(RECORDED DATA Opens)

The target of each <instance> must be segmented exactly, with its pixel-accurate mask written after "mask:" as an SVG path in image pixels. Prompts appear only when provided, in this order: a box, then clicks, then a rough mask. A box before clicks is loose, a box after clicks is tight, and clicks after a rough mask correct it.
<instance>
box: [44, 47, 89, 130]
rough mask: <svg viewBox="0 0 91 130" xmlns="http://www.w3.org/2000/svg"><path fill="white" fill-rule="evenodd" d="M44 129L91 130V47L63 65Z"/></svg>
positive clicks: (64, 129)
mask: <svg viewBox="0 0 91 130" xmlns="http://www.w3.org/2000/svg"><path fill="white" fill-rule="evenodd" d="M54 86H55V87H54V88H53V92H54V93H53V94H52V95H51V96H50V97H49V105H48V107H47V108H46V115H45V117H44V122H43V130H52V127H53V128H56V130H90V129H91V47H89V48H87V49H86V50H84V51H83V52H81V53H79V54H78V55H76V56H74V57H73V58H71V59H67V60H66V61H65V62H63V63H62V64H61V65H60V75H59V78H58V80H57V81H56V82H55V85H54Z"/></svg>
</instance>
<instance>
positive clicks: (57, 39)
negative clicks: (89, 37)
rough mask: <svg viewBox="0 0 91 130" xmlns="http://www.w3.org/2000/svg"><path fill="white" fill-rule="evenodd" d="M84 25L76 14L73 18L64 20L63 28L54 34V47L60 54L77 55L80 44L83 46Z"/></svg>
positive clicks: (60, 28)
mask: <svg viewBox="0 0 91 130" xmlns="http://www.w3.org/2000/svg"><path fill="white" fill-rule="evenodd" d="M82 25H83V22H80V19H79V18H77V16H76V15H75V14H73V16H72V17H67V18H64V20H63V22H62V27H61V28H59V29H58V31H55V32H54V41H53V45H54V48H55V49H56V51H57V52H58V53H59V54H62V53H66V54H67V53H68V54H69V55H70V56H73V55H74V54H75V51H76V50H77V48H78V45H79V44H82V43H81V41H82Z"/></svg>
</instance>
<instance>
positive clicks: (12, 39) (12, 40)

(RECORDED DATA Closes)

■ **WHAT TO DO**
The records above need to be written out again. Keep them exact.

■ **RESULT OF THIS EXERCISE**
The target of each <instance> must be segmented exactly, with its pixel-accurate mask written after "mask:" as an SVG path in image pixels. Prompts appear only when provided, in this order: a box, then clicks, then a rough mask. A box before clicks is loose, a box after clicks is tight, and clicks after a rough mask correct it.
<instance>
box: [44, 47, 89, 130]
rough mask: <svg viewBox="0 0 91 130" xmlns="http://www.w3.org/2000/svg"><path fill="white" fill-rule="evenodd" d="M44 129L91 130V47L63 65Z"/></svg>
positive clicks: (64, 129)
mask: <svg viewBox="0 0 91 130" xmlns="http://www.w3.org/2000/svg"><path fill="white" fill-rule="evenodd" d="M54 86H55V87H54V88H53V92H54V93H53V94H52V95H51V96H50V97H49V105H48V107H47V108H46V115H45V117H44V122H43V130H52V127H53V128H56V130H90V129H91V47H89V48H87V49H86V50H84V51H83V52H81V53H79V54H78V55H76V56H74V57H73V58H71V59H67V60H66V61H65V62H63V63H62V64H61V65H60V75H59V78H58V80H57V81H56V82H55V85H54Z"/></svg>
</instance>
<instance>
positive clicks: (57, 39)
negative clicks: (89, 37)
rough mask: <svg viewBox="0 0 91 130" xmlns="http://www.w3.org/2000/svg"><path fill="white" fill-rule="evenodd" d="M84 25L76 14L73 18L64 20L63 28L54 34V47L60 54L77 55L80 44L83 46Z"/></svg>
positive clicks: (60, 28)
mask: <svg viewBox="0 0 91 130" xmlns="http://www.w3.org/2000/svg"><path fill="white" fill-rule="evenodd" d="M82 25H83V22H80V19H79V18H77V16H76V15H75V14H73V16H72V17H67V18H64V20H63V22H62V27H61V28H59V29H58V31H55V32H54V41H53V45H54V48H55V49H56V51H57V52H58V53H59V54H62V53H66V54H67V53H68V54H69V55H70V56H73V55H74V54H75V51H76V50H77V48H78V45H79V44H82V43H81V41H82Z"/></svg>
</instance>
<instance>
positive clicks: (12, 39) (12, 40)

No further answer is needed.